The inventive compositions and methods have effective skin lightening properties, are cost-effective, and are available from natural sources.

DETAILED DESCRIPTION OF THE INVENTION

The present invention relates to cosmetic compositions for lightening of human skin which compositions contain organic solvent extracts of the plant Sophora alopecuroides L. and to methods of using the compositions for lightening of skin. The present invention is based at least in part on the discovery that extracts of the plant Sophora alopecuroides have skin lightening activity. The concentrated extracts have an IC50 of about 12 micro-g/ml. Sophora alopecuroides L is the Latin name of an herb, a plant of the family Leguminosae, genus Sophora and species Alopecuroides. The shrub is 1-1.5 meters high. Its light green leaves, large and heart shaped, are 1.5-2.5 cm long and 0.7-1.0 cm wide. Its yellow flowers are bell shaped, about 8mm long. Seeds are commonly oval and light yellow.

Alopecurone was identified as one of the active components of the extracts of Sophora alopecuroides. Alopecurone A and B are described in more detail hereinbelow. Also identified as active components were novel molecules named herein Sophoraflavone I and Sophoraflavone K, described in more detail hereinbelow. Also identified was the skin lightening activity of Sophoraflavone G, also described in more detail hereinbelow.

* * *

__ACTIVITY__
Write the next part of the patent text above on skin-lightening extracts of Sophora alopecuroides, starting right after its last sentence. The items that come next are from a different source.

* * *

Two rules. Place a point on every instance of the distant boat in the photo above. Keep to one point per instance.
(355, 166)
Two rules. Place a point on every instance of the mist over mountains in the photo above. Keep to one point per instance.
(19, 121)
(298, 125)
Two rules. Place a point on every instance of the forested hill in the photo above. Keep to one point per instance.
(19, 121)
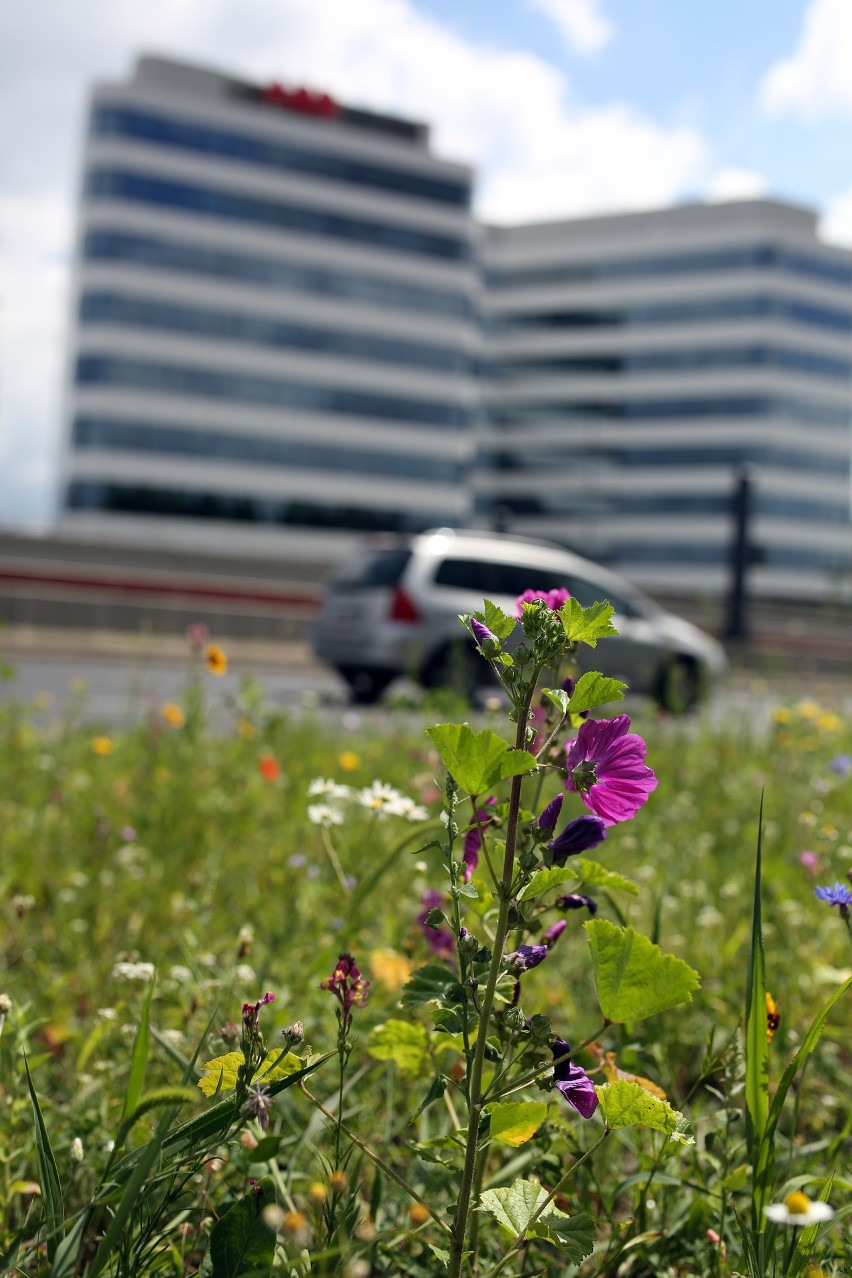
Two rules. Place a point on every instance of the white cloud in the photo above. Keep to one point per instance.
(580, 22)
(538, 152)
(837, 221)
(735, 184)
(816, 79)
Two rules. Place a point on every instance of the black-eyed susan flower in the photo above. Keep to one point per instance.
(216, 658)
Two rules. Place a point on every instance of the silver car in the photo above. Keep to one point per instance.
(394, 610)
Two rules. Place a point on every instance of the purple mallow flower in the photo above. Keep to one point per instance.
(525, 957)
(606, 764)
(572, 1080)
(576, 901)
(551, 814)
(482, 634)
(839, 895)
(579, 836)
(553, 598)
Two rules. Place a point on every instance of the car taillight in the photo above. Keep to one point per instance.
(403, 607)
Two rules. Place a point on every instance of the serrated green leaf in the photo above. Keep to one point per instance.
(405, 1043)
(594, 689)
(226, 1067)
(594, 874)
(514, 1205)
(500, 624)
(574, 1235)
(586, 625)
(428, 984)
(623, 1103)
(546, 879)
(516, 1122)
(478, 761)
(634, 978)
(240, 1242)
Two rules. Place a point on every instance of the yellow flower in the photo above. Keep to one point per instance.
(390, 968)
(215, 660)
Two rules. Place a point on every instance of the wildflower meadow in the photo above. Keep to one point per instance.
(558, 985)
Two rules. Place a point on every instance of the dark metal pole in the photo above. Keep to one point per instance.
(737, 623)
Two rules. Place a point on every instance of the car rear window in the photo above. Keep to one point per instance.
(380, 568)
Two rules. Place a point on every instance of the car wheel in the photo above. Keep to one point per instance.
(680, 685)
(365, 686)
(459, 667)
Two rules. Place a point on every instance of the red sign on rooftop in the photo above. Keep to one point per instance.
(300, 100)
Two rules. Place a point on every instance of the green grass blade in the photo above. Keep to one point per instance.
(51, 1190)
(138, 1060)
(758, 1049)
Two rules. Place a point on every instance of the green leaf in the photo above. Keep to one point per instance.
(500, 624)
(516, 1122)
(623, 1103)
(405, 1043)
(634, 978)
(515, 1205)
(51, 1190)
(478, 761)
(572, 1235)
(428, 984)
(594, 874)
(544, 879)
(594, 689)
(240, 1242)
(275, 1066)
(586, 625)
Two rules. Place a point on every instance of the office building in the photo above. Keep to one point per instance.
(276, 317)
(640, 363)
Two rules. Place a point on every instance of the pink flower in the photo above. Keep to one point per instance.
(553, 598)
(606, 766)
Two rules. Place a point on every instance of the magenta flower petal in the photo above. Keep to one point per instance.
(606, 766)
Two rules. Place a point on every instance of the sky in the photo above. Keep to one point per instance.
(563, 106)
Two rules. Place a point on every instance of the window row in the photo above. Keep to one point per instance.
(267, 391)
(756, 307)
(97, 432)
(141, 500)
(229, 206)
(758, 257)
(263, 331)
(677, 361)
(836, 415)
(162, 254)
(119, 122)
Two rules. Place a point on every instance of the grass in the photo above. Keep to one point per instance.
(173, 845)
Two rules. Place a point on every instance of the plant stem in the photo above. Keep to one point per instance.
(380, 1162)
(475, 1106)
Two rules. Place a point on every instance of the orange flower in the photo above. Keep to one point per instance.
(215, 660)
(173, 715)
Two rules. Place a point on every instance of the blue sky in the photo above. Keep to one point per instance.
(563, 107)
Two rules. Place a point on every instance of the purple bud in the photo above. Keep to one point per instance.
(575, 901)
(578, 836)
(551, 814)
(525, 957)
(482, 634)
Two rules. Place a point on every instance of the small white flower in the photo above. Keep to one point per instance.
(328, 789)
(325, 814)
(798, 1210)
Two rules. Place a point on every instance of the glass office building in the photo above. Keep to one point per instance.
(276, 316)
(289, 329)
(640, 363)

* * *

__RESULT FOR THIS EXERCISE__
The extracts of Sophora alopecuroides suitable for use in present compositions are organic solvent extracts, e.g., alcoholic extracts (methanol—MeOH, ethanol, isopropanol), ester such as ethyl acetate, or chloroform extracts. Ethanol is the preferred organic solvent because of its ability to extract the majority of the components of a wide variety of polarity.

The root of the herb is used to prepare the extract. The root is firstly ground to small pieces, or pulverized, to a particle size of an average diameter of about 0.1 millimeter to 10 millimeter and then immersed into extraction solvent, preferably 95% ethanol, at room temperature for about 2 to about 3 days while stirring occasionally. The extraction process is repeated one or two times. The extracts of the 2-3 times are combined, concentrated and dried at temperatures lower than about 60° C., to remove the solvent. The drying may be carried out under vacuum, for a period of about an hour. The resulting concentrated extract may be used as it is or after purification.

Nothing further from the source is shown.